**TASK TO COMPLETE**
Which of the lines below contain the word "positive"? Copy out each one, and treat a difference in case as a mismatch.

**DATA FOR REVIEW**
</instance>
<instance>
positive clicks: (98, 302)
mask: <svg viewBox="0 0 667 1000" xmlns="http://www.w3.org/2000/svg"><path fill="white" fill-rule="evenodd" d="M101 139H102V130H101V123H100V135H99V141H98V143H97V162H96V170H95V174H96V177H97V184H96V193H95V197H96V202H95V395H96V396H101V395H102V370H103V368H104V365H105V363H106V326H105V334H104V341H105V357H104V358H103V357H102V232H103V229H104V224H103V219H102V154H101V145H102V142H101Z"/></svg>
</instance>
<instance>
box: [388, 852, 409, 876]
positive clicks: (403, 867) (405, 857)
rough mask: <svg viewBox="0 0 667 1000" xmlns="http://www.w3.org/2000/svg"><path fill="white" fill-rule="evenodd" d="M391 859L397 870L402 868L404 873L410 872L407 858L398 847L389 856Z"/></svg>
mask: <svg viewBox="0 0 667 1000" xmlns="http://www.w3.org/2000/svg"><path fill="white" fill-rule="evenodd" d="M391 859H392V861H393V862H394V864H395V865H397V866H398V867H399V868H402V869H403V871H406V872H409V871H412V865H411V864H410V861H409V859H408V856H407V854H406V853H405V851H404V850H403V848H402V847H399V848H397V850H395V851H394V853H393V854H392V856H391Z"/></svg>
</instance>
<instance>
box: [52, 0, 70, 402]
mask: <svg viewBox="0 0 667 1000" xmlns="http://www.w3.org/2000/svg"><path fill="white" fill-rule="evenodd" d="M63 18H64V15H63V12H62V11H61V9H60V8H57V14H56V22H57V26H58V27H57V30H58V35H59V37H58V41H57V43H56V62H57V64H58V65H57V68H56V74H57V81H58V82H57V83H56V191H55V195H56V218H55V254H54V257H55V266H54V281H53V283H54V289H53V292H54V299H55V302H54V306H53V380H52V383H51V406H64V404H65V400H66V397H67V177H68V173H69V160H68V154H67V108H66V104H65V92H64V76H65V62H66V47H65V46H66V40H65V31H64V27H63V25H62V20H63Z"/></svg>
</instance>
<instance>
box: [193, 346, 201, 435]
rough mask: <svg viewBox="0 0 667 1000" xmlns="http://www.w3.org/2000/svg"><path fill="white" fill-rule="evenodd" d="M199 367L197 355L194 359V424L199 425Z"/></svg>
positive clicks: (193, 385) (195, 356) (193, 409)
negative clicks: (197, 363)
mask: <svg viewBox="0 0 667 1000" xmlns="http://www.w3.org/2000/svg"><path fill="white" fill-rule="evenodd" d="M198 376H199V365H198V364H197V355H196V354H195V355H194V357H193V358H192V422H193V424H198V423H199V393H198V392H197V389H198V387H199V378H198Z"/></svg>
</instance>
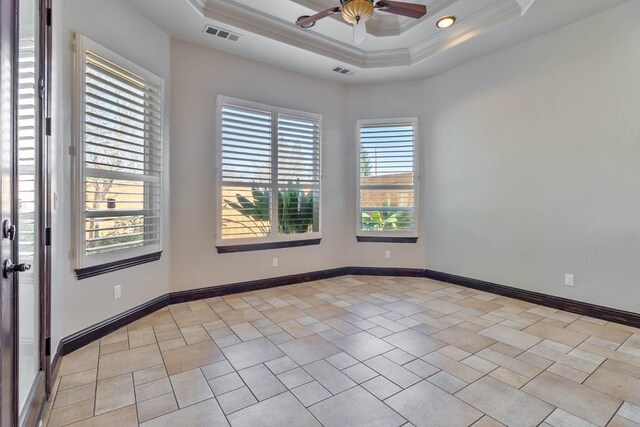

**SOLUTION FOR THIS EXERCISE**
positive clicks: (98, 302)
positive clicks: (403, 867) (405, 857)
positive clicks: (193, 385) (195, 356) (193, 409)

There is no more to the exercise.